## [AIM]
Report every line of the records below that contains the word "region", matching case exactly.

## [MATERIAL]
---*---

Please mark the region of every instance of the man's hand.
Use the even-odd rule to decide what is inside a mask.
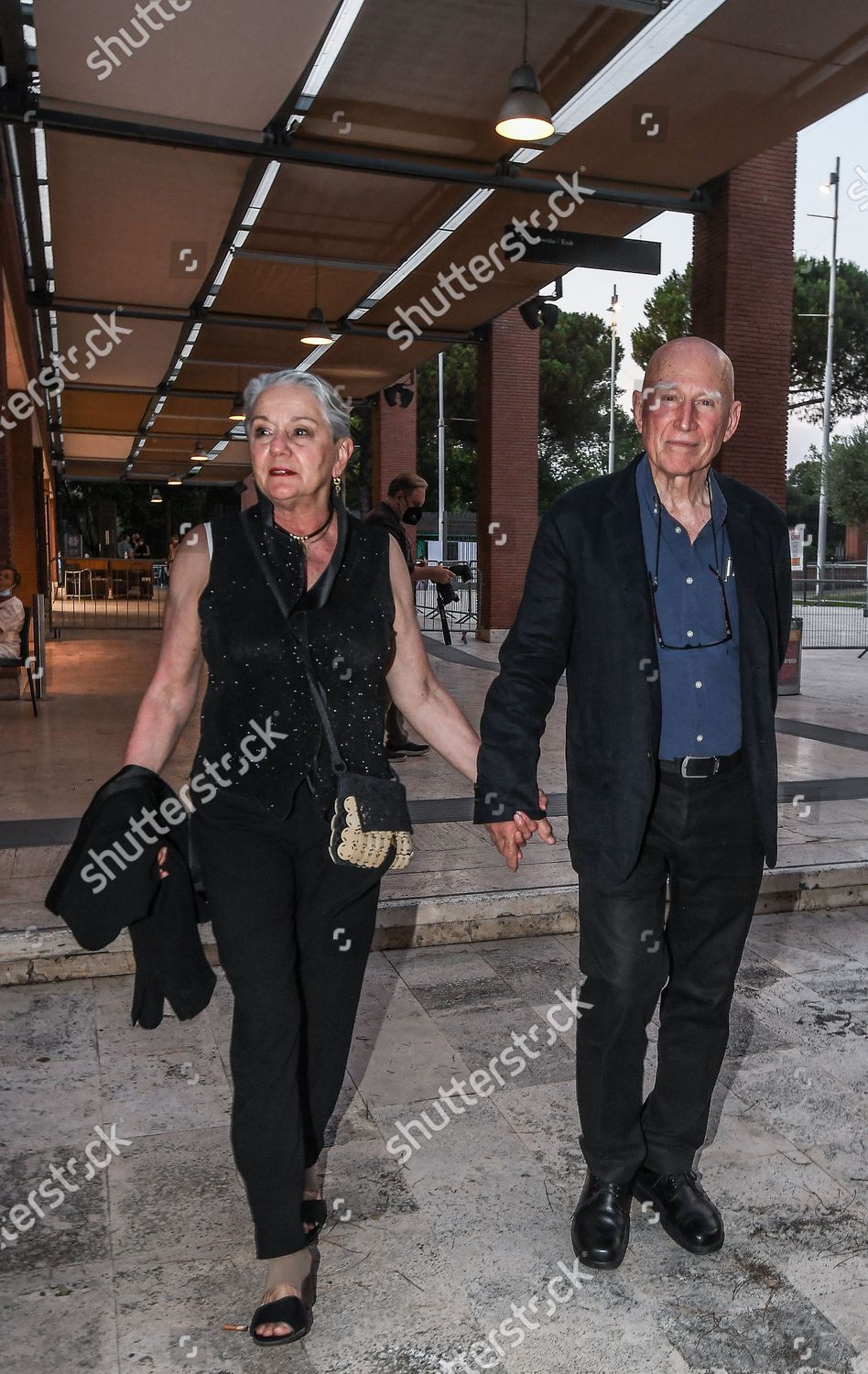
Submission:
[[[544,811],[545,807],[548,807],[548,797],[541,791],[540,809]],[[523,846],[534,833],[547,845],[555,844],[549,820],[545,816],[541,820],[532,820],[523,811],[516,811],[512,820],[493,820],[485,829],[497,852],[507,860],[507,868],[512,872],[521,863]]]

---*---

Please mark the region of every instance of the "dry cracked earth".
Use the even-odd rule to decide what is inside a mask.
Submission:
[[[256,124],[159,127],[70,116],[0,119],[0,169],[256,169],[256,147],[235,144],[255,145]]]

---*---

## [ANSWER FOR THIS EXERCISE]
Please mark the region of every instance of the man's hand.
Please mark the region of every instance of the "dry cracked earth".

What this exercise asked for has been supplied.